EXCERPT =

━━━━━━━━━━

What is exciting about children’s hobbies is the way that they can enhance their learning adventure: if a child in kindergarten has a great time in art class, their parents can encourage them at home or send them to a special summer camp that focuses on art. Parents who notice that their children have a special interest — an educational topic that still registers as “fun” — they can look for learning materials online. Many cities have dance classes for children as young as preschool or kindergarten. If your child is interested in building birdhouses or bookcases, many home improvement stores offer beginner classes for tiny carpenters and mini architects.
If your child is genuinely stressed out about learning and they’re not having fun at school, talk to their teachers. Is there bullying in the classroom? Do they need to bring more snacks for lunch to maintain their energy levels? Ask their teacher how they think that you can make learning more fun: there are reluctant readers who enjoy audio books and children who really struggle with writing who love to read. There are many learning styles and just as many learning options. Children may not speak up at first about their favorite school topics, but parents will find that gradually, most kids will start to talk about their school day – and what subjects they love the most.

━━━━━━━━━━

COLLECTED DATA =
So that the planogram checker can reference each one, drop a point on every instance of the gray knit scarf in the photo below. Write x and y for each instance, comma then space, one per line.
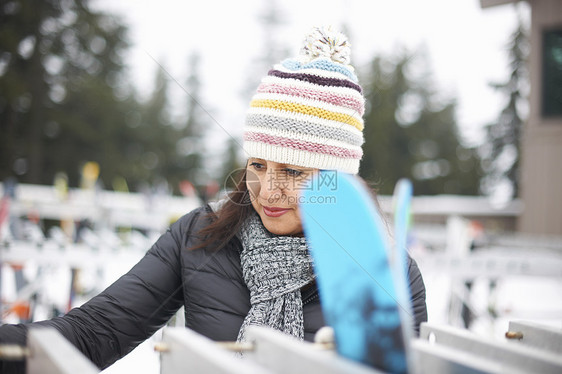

━━━━━━━━━━

EXERCISE INSTRUCTIONS =
[A] Rewrite the passage on children's hobbies and learning from "If your child is genuinely" up to and including "love the most.", putting "comic books" in place of "audio books".
[B] Write what comes next in the passage on children's hobbies and learning, starting after its final sentence.
This listing comes from a separate source.

ANSWERS TO THE PROBLEMS =
[A]
If your child is genuinely stressed out about learning and they’re not having fun at school, talk to their teachers. Is there bullying in the classroom? Do they need to bring more snacks for lunch to maintain their energy levels? Ask their teacher how they think that you can make learning more fun: there are reluctant readers who enjoy comic books and children who really struggle with writing who love to read. There are many learning styles and just as many learning options. Children may not speak up at first about their favorite school topics, but parents will find that gradually, most kids will start to talk about their school day – and what subjects they love the most.

[B]
Once children get into middle school, they can go to themed sleepaway summer camps. There are camps available for dance enthusiasts, artists, scientists, and archers. Some children may never really cozy up to their school curriculum but may bloom on the soccer field. Other children would live in a library if they could and gladly skip gym until they graduate from high school. It’s just a matter of figuring out how to help each child find their passion. Children are born with their own personalities, health experts report, and it is essential to work with kids to find areas where they readily excel.